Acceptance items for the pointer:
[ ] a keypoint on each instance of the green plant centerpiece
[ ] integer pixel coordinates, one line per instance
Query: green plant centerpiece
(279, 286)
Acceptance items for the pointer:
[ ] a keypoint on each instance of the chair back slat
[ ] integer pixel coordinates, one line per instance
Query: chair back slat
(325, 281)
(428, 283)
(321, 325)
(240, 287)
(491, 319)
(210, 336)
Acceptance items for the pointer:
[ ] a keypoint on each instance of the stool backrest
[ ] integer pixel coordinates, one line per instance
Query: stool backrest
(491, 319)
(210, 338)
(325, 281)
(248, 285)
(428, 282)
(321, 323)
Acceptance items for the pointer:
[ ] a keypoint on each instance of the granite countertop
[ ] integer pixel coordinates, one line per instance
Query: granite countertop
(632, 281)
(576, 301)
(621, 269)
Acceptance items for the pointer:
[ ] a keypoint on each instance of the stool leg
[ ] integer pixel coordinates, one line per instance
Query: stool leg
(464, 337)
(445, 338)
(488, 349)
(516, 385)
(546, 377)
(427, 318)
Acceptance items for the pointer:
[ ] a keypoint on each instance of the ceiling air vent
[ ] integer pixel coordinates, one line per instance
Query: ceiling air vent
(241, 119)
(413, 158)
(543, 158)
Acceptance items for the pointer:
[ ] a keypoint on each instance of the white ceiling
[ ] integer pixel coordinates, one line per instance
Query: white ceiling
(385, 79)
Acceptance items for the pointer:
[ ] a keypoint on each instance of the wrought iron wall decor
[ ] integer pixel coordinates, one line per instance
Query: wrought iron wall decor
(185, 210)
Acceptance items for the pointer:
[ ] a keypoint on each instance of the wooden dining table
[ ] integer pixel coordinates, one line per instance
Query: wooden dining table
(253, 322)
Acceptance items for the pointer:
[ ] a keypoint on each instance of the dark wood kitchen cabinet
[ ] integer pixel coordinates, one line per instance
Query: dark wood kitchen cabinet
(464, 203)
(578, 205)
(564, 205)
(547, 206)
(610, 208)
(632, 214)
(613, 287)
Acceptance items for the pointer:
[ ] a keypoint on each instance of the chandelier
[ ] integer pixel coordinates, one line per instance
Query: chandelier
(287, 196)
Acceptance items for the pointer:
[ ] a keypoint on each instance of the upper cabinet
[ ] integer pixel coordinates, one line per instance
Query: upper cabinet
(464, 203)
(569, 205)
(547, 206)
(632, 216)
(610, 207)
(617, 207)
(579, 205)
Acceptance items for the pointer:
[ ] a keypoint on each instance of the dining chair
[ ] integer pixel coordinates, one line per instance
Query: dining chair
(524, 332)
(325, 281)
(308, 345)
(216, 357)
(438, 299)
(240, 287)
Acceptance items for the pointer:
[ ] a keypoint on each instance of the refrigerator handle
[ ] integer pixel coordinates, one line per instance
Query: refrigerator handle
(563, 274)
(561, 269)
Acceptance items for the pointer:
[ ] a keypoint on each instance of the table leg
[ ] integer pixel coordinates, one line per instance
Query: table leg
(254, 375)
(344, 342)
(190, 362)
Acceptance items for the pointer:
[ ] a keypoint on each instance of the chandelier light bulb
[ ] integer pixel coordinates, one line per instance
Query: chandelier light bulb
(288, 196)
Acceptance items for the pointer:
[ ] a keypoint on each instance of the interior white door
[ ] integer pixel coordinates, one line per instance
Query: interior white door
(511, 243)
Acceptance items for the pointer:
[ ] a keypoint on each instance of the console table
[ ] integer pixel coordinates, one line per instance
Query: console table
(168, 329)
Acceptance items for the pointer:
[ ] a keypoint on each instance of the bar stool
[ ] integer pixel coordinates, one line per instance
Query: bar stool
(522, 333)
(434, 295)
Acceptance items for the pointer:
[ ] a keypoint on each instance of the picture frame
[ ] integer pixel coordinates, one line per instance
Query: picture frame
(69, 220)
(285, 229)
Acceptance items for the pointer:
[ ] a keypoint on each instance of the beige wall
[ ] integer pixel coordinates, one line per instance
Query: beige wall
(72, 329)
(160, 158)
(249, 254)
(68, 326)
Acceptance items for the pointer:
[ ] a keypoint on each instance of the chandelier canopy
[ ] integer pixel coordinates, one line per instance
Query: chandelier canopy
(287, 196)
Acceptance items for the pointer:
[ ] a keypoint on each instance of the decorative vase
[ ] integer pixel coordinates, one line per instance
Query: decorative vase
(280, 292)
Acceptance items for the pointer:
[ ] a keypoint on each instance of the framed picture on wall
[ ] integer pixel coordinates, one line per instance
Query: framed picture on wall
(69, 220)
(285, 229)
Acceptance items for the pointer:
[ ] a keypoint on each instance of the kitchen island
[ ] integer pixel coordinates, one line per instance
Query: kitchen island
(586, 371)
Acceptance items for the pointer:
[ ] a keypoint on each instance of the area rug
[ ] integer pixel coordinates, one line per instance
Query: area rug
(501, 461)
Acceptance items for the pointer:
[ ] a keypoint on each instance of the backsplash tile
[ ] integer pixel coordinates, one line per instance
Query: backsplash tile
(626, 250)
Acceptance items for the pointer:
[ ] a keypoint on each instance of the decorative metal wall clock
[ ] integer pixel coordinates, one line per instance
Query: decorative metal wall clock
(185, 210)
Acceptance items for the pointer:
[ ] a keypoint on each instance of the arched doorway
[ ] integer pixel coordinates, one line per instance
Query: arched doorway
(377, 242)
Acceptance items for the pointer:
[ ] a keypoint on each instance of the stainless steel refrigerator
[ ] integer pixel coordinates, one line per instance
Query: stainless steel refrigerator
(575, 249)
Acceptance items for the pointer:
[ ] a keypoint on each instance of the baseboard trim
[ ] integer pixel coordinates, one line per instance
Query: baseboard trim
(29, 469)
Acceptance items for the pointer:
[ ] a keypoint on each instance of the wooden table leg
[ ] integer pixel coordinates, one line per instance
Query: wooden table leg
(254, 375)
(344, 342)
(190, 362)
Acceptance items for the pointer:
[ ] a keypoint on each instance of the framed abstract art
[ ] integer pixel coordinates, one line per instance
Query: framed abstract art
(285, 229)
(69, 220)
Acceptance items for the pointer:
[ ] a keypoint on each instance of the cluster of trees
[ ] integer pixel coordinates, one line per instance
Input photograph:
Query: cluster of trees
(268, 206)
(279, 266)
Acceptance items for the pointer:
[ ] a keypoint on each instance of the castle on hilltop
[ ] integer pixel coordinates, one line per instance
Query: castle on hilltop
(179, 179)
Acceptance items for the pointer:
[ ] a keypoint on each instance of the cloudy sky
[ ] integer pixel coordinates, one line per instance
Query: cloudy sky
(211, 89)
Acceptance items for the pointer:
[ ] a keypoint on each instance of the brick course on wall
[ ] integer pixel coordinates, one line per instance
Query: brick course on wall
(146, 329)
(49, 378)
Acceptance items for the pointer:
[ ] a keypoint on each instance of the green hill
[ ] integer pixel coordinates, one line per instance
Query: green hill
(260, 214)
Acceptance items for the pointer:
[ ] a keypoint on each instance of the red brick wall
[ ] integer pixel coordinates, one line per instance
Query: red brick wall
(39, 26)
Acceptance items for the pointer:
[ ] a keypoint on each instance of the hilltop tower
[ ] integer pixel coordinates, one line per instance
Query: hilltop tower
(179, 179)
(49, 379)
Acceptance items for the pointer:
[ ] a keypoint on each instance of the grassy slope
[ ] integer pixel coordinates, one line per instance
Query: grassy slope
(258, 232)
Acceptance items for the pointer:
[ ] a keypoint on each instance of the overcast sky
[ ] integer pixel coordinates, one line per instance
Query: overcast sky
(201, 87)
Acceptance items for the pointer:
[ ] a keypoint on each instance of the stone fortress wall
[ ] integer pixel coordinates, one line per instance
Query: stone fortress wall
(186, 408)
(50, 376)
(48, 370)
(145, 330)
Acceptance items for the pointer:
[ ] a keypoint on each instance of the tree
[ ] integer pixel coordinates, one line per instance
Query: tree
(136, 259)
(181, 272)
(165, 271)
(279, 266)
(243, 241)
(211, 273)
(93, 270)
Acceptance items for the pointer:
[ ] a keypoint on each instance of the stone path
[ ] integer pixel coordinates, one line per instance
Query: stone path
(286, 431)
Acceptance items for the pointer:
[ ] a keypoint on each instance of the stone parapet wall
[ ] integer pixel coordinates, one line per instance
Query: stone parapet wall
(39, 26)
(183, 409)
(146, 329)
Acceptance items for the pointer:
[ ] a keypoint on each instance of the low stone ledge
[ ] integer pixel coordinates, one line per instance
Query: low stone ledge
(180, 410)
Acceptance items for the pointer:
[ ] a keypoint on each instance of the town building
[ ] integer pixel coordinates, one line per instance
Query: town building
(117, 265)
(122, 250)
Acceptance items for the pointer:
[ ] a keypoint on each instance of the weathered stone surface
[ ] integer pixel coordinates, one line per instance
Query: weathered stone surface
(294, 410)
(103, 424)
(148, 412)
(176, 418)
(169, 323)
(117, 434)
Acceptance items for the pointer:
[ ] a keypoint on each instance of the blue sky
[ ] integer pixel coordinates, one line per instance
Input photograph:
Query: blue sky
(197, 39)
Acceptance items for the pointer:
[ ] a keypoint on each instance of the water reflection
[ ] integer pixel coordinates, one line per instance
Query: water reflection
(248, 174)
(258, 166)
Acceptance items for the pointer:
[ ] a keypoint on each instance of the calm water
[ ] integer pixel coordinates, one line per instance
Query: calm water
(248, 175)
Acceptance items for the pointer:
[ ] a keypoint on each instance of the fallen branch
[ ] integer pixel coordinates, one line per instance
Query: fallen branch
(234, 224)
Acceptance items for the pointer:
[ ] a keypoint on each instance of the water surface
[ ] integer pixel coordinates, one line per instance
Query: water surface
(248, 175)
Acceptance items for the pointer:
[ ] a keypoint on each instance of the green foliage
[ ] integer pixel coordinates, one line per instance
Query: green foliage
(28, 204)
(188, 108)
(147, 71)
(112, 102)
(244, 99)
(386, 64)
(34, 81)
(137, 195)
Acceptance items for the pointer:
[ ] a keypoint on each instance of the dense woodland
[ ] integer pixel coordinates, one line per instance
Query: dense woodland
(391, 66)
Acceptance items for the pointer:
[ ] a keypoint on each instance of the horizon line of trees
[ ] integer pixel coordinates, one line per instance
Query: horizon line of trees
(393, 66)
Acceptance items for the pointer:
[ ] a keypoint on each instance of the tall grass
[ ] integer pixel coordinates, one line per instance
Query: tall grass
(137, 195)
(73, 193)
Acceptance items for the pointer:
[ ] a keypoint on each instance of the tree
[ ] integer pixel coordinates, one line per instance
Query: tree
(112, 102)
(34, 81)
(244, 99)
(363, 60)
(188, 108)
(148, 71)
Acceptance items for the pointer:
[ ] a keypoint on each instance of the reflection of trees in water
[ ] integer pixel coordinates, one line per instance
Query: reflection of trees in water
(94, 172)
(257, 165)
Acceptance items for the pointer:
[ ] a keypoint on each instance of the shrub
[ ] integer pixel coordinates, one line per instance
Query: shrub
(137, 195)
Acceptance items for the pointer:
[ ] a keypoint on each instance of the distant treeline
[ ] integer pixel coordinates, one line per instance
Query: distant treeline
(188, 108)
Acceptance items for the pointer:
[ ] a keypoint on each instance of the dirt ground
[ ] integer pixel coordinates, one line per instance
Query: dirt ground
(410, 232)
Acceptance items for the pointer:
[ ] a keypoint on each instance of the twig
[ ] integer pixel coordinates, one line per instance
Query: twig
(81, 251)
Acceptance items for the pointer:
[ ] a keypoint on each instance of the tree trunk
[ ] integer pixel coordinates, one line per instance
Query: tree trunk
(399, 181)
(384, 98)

··········

= AIM =
Count the lines in the records above that contain the string "cabinet", matching case exactly, and give only that number.

= EXERCISE SOLUTION =
4